Collected data entries
☆ ☆ ☆

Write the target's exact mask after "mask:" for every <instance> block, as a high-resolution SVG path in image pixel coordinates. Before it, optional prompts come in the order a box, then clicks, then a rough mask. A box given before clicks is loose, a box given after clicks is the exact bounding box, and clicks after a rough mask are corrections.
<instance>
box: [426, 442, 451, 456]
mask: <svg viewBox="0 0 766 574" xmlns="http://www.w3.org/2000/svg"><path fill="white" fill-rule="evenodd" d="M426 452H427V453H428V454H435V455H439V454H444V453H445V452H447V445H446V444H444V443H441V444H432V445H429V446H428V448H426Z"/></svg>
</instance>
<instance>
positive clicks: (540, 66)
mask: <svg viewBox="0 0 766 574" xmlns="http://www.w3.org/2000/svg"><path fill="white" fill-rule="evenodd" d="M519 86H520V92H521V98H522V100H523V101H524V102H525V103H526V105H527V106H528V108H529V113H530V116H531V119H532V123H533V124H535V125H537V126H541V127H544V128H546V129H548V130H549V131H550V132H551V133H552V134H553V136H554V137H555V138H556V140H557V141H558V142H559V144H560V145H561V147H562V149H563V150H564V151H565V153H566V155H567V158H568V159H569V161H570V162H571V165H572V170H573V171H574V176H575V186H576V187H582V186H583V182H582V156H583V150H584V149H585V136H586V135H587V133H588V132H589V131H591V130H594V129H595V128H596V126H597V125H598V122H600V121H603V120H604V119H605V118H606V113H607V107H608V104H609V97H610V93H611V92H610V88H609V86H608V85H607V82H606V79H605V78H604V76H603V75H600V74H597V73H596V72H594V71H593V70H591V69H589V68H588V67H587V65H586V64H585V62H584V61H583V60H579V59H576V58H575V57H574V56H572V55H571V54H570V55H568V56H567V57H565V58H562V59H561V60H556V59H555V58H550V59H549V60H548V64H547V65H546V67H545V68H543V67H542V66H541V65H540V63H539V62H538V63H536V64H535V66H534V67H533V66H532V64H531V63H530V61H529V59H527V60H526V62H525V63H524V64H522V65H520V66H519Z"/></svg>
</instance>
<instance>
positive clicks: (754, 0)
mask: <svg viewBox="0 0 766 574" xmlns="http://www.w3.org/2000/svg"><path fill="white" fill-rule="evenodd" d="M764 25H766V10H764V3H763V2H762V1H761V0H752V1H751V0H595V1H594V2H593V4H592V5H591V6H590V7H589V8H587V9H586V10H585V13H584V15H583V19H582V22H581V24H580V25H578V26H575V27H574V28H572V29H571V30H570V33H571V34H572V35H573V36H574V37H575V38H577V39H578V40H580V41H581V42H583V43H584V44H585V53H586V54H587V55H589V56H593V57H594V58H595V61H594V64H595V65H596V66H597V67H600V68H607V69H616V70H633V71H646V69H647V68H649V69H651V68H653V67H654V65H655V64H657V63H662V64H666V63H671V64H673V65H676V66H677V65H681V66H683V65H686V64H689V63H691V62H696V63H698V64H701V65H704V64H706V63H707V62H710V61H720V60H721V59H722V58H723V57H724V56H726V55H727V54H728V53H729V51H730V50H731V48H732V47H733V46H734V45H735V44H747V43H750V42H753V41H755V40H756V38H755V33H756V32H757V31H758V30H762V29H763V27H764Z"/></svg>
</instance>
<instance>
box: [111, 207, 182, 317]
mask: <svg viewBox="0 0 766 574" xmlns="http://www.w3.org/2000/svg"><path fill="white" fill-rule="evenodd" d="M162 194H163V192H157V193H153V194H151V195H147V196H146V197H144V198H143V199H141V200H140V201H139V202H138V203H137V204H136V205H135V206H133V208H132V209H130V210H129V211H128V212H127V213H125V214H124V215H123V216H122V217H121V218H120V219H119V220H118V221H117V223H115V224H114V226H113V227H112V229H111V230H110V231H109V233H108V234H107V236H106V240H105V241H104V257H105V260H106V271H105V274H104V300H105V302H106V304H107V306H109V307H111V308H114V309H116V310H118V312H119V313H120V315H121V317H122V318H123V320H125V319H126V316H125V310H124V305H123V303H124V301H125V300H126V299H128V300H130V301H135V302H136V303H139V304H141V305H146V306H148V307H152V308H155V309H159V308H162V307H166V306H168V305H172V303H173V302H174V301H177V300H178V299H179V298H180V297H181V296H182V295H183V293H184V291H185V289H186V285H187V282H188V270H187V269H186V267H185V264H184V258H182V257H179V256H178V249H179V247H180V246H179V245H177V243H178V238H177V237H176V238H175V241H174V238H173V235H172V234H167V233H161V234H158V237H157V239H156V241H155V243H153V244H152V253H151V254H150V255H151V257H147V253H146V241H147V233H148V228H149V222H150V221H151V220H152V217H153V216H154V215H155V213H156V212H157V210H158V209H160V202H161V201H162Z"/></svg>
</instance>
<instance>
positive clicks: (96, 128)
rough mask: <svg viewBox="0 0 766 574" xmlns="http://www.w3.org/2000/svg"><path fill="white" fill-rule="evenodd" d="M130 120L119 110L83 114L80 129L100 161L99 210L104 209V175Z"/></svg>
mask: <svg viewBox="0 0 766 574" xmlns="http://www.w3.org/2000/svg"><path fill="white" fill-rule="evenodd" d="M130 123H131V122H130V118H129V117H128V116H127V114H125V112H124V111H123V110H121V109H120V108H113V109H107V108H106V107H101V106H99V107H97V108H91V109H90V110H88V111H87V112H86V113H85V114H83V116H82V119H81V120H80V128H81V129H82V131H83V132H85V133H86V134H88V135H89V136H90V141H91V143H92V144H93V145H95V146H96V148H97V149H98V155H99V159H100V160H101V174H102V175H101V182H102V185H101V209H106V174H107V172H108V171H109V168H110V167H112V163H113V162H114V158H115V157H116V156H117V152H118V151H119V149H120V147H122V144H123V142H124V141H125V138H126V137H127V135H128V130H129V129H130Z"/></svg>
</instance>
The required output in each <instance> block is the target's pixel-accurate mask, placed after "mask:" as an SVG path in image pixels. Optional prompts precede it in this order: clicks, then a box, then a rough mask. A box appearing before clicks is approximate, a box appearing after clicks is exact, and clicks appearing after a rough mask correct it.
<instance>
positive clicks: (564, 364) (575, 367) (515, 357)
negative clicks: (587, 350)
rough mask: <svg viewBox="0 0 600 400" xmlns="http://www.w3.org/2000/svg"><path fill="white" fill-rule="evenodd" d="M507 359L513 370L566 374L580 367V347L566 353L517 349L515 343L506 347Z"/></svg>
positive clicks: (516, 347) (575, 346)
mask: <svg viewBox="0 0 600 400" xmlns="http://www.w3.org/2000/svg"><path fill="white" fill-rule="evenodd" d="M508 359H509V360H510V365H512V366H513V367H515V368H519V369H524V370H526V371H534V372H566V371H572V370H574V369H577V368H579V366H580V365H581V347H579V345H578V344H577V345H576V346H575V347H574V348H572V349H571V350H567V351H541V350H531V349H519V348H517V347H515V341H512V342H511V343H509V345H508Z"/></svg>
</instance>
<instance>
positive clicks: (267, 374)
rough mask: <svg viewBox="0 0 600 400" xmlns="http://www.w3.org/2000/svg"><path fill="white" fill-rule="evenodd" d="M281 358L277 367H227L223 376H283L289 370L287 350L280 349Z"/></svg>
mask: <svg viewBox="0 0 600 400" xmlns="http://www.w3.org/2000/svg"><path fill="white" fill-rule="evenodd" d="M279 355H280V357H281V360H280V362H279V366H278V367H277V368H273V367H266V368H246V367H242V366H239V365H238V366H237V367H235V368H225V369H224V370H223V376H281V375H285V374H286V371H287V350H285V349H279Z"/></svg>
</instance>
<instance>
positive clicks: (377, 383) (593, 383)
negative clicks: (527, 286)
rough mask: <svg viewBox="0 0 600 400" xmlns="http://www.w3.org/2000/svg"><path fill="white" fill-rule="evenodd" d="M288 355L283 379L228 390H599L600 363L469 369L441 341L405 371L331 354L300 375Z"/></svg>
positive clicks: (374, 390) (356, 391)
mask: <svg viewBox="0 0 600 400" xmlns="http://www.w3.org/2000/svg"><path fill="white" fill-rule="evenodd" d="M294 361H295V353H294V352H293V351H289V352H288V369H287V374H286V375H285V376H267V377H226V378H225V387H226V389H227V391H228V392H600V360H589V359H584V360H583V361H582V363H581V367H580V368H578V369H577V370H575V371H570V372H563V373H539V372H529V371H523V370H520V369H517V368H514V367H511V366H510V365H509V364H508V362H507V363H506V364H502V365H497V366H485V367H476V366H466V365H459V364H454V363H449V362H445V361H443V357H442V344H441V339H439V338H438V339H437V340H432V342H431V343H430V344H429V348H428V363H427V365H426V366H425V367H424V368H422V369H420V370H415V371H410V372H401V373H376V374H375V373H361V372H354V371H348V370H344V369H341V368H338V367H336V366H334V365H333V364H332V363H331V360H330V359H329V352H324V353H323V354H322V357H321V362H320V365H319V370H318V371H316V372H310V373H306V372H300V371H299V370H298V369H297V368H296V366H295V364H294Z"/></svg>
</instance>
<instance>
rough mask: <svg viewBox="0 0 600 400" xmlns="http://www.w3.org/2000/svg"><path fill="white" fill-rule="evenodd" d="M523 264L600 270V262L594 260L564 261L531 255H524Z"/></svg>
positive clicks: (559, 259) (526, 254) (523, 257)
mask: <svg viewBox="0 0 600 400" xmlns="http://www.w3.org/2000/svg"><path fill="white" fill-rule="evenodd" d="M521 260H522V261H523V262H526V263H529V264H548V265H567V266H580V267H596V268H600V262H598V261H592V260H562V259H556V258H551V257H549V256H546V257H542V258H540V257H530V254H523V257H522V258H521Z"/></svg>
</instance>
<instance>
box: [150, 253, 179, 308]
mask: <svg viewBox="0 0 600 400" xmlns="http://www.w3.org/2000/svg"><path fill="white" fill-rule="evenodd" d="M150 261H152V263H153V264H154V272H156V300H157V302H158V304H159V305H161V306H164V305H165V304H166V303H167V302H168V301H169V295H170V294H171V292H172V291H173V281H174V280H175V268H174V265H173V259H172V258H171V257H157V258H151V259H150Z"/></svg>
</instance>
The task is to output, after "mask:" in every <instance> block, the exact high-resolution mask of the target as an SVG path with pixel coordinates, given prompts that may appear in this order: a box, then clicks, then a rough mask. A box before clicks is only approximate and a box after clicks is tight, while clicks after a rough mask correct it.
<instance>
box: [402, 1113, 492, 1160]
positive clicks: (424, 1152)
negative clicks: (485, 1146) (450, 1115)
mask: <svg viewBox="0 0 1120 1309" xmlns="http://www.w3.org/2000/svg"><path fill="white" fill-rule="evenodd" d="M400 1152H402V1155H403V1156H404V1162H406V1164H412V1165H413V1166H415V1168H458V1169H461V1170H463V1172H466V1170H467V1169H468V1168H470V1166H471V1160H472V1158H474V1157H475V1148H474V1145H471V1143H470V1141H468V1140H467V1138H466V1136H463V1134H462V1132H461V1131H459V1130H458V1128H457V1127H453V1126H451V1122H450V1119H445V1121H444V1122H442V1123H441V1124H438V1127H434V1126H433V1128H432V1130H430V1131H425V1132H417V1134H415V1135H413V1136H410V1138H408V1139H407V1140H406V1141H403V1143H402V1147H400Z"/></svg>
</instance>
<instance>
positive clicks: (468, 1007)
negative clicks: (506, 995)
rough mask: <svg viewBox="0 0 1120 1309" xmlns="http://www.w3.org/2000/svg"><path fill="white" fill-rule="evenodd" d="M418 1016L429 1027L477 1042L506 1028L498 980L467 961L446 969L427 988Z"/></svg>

☆ ☆ ☆

WORK TO COMPLETE: Please give an exact copy of the entries above, from the line with "positive clicks: (377, 383) (593, 383)" down to the line with "355L283 379L228 390H599L600", inclusive, and nothing else.

COMPLETED TASK:
positive clicks: (377, 383) (593, 383)
negative clicks: (527, 286)
rough mask: <svg viewBox="0 0 600 400" xmlns="http://www.w3.org/2000/svg"><path fill="white" fill-rule="evenodd" d="M288 355L283 379L228 390H599L600 363L469 369L441 341L405 371L331 354L300 375Z"/></svg>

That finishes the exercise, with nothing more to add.